_What you need to do_.
Restate the full listing word for word and leave the pictures out.
'''
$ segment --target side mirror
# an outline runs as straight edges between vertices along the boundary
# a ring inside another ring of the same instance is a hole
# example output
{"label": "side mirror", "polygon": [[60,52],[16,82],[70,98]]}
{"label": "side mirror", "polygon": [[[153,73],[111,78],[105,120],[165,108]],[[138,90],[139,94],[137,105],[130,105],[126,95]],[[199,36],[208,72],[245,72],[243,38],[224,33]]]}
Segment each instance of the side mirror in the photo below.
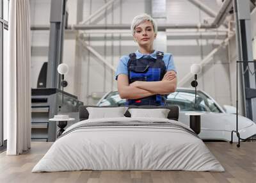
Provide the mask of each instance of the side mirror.
{"label": "side mirror", "polygon": [[236,114],[236,107],[228,105],[224,105],[223,109],[227,113]]}

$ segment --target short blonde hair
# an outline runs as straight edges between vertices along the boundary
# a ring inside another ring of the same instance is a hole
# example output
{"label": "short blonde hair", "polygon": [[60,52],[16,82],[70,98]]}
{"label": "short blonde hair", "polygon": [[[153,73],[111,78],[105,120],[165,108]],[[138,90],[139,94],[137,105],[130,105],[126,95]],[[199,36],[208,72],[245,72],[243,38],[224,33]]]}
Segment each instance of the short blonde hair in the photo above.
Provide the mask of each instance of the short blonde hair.
{"label": "short blonde hair", "polygon": [[131,31],[132,32],[132,36],[134,34],[136,27],[137,27],[138,25],[147,20],[151,22],[151,23],[153,25],[154,32],[156,34],[157,33],[157,24],[156,24],[156,20],[154,20],[153,18],[150,17],[150,15],[146,13],[143,13],[141,15],[137,15],[134,18],[133,18],[133,20],[131,24]]}

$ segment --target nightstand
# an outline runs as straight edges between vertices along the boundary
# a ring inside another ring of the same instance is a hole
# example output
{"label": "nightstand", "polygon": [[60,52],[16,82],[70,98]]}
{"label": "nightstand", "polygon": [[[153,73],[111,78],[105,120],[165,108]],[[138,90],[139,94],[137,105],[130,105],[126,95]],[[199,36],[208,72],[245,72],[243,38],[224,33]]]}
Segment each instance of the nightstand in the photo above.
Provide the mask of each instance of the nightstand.
{"label": "nightstand", "polygon": [[60,128],[60,130],[57,132],[58,138],[65,131],[64,128],[68,124],[68,122],[74,120],[74,118],[70,118],[68,115],[54,115],[54,118],[49,119],[49,120],[57,122],[57,126]]}
{"label": "nightstand", "polygon": [[189,127],[196,134],[201,131],[201,115],[202,113],[187,113],[186,115],[189,116]]}

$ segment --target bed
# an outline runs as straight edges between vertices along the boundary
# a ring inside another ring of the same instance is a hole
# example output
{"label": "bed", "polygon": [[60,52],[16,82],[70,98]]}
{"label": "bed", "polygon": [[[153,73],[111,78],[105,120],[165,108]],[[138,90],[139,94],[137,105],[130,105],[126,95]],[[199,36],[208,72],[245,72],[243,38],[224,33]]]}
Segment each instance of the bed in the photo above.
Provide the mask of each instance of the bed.
{"label": "bed", "polygon": [[127,111],[124,117],[92,119],[87,107],[80,107],[81,121],[66,129],[32,172],[225,171],[199,137],[178,121],[177,106],[140,107],[170,109],[167,118],[131,117]]}

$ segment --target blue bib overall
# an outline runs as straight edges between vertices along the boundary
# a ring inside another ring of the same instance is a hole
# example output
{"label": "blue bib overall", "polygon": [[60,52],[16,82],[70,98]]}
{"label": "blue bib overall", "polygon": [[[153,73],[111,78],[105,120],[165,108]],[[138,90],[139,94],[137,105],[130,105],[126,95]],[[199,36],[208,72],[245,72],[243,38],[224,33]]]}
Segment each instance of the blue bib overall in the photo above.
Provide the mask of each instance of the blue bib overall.
{"label": "blue bib overall", "polygon": [[[166,67],[163,61],[164,53],[157,52],[157,58],[141,58],[136,59],[135,53],[129,55],[127,63],[129,83],[136,81],[161,81],[166,72]],[[127,99],[127,106],[166,106],[166,95],[155,95],[139,99]]]}

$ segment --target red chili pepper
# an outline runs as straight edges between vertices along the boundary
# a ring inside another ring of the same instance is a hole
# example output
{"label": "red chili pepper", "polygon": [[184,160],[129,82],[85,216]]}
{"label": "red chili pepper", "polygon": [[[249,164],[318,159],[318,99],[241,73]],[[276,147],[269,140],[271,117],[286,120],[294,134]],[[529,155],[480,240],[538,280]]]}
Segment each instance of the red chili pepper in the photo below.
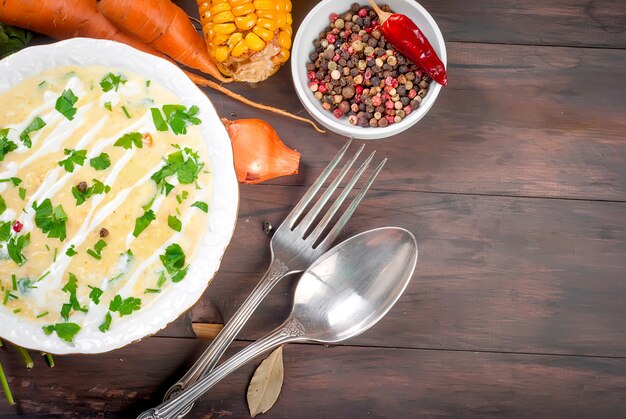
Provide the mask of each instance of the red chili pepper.
{"label": "red chili pepper", "polygon": [[378,14],[381,22],[380,29],[387,41],[424,70],[431,79],[442,86],[447,85],[446,68],[417,25],[405,15],[383,12],[374,0],[368,1]]}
'''
_Worked solution_.
$ segment --target side mirror
# an outline runs as straight edges between vertices along the boundary
# a ring inside another ring of the same instance is a hole
# example output
{"label": "side mirror", "polygon": [[60,52],[16,82],[70,98]]}
{"label": "side mirror", "polygon": [[[153,73],[111,78],[105,120],[165,108]],[[138,90],[139,94],[137,105],[130,105],[126,95]],[[199,36],[208,72],[245,72],[243,38],[224,33]]]}
Segment each instance of the side mirror in the photo below.
Provide the mask of each instance of the side mirror.
{"label": "side mirror", "polygon": [[236,114],[236,107],[228,105],[224,105],[223,109],[227,113]]}

$ segment --target short blonde hair
# an outline runs as straight edges between vertices along the boundary
# a ring inside another ring of the same instance is a hole
# example output
{"label": "short blonde hair", "polygon": [[60,52],[16,82],[70,98]]}
{"label": "short blonde hair", "polygon": [[[153,73],[111,78],[105,120],[165,108]],[[138,90],[139,94],[137,105],[130,105],[126,95]],[[199,36],[208,72],[245,72],[243,38],[224,33]]]}
Segment each instance of the short blonde hair in the photo above.
Provide the mask of each instance of the short blonde hair.
{"label": "short blonde hair", "polygon": [[131,31],[132,32],[132,36],[134,34],[136,27],[137,27],[138,25],[147,20],[151,22],[151,23],[153,25],[154,32],[156,34],[157,33],[157,24],[156,24],[156,20],[154,20],[153,18],[150,17],[150,15],[146,13],[143,13],[141,15],[137,15],[134,18],[133,18],[133,20],[131,24]]}

$ segment --target nightstand
# an outline runs as straight edges between vertices along the boundary
# a ring inside another ring of the same instance is a hole
# example output
{"label": "nightstand", "polygon": [[60,52],[16,82],[70,98]]}
{"label": "nightstand", "polygon": [[[153,73],[111,78],[105,120],[165,108]],[[138,90],[139,94],[137,105],[130,105],[126,95]],[[199,36],[208,72],[245,72],[243,38],[224,33]]]}
Segment each instance of the nightstand in the photo above.
Provide the mask of each instance of the nightstand.
{"label": "nightstand", "polygon": [[60,128],[60,130],[57,132],[58,138],[65,131],[64,128],[68,124],[68,122],[74,120],[74,118],[70,118],[68,115],[54,115],[54,118],[49,119],[49,120],[57,122],[57,126]]}
{"label": "nightstand", "polygon": [[189,127],[196,134],[201,131],[201,115],[202,113],[187,113],[186,115],[189,116]]}

$ segment --target bed
# an outline runs as straight edges between vertices along the boundary
# a ring inside another ring of the same instance is a hole
# example output
{"label": "bed", "polygon": [[60,52],[16,82],[70,98]]}
{"label": "bed", "polygon": [[[153,73],[111,78],[105,120],[165,108]],[[138,90],[139,94],[137,105],[130,105],[126,95]],[[199,36],[208,72],[245,72],[243,38],[224,33]]]}
Segment each instance of the bed in the photo above.
Provide the mask of each instance of the bed.
{"label": "bed", "polygon": [[127,111],[124,117],[92,119],[87,107],[80,107],[81,121],[66,129],[32,172],[225,171],[199,137],[178,121],[177,106],[140,107],[170,109],[167,118],[131,117]]}

$ segment --target blue bib overall
# an outline runs as straight edges between vertices along the boundary
# a ring inside another ring of the same instance is a hole
# example output
{"label": "blue bib overall", "polygon": [[60,52],[16,82],[70,98]]}
{"label": "blue bib overall", "polygon": [[[153,73],[111,78],[105,120],[165,108]],[[138,90],[139,94],[137,105],[130,105],[126,95]],[[199,36],[208,72],[245,72],[243,38],[224,33]]]}
Segment each instance of the blue bib overall in the photo above.
Provide the mask of each instance of the blue bib overall.
{"label": "blue bib overall", "polygon": [[[166,67],[163,61],[164,53],[157,52],[157,58],[141,58],[136,59],[135,53],[129,55],[127,63],[129,83],[136,81],[161,81],[166,72]],[[127,99],[127,106],[166,106],[166,95],[155,95],[139,99]]]}

$ segment --target red chili pepper
# an outline runs as straight edges between vertices along the boundary
# a ring inside another ring of the same instance is a hole
# example output
{"label": "red chili pepper", "polygon": [[184,160],[129,82],[85,216]]}
{"label": "red chili pepper", "polygon": [[[249,164],[318,159],[318,99],[241,73]],[[276,147],[269,140],[271,117],[286,120],[294,134]],[[529,155],[480,240],[538,280]]]}
Segment each instance of the red chili pepper in the photo below.
Provide the mask of each instance of the red chili pepper.
{"label": "red chili pepper", "polygon": [[378,14],[381,22],[380,29],[387,41],[424,70],[431,79],[442,86],[447,85],[446,68],[417,25],[405,15],[383,12],[374,0],[368,1]]}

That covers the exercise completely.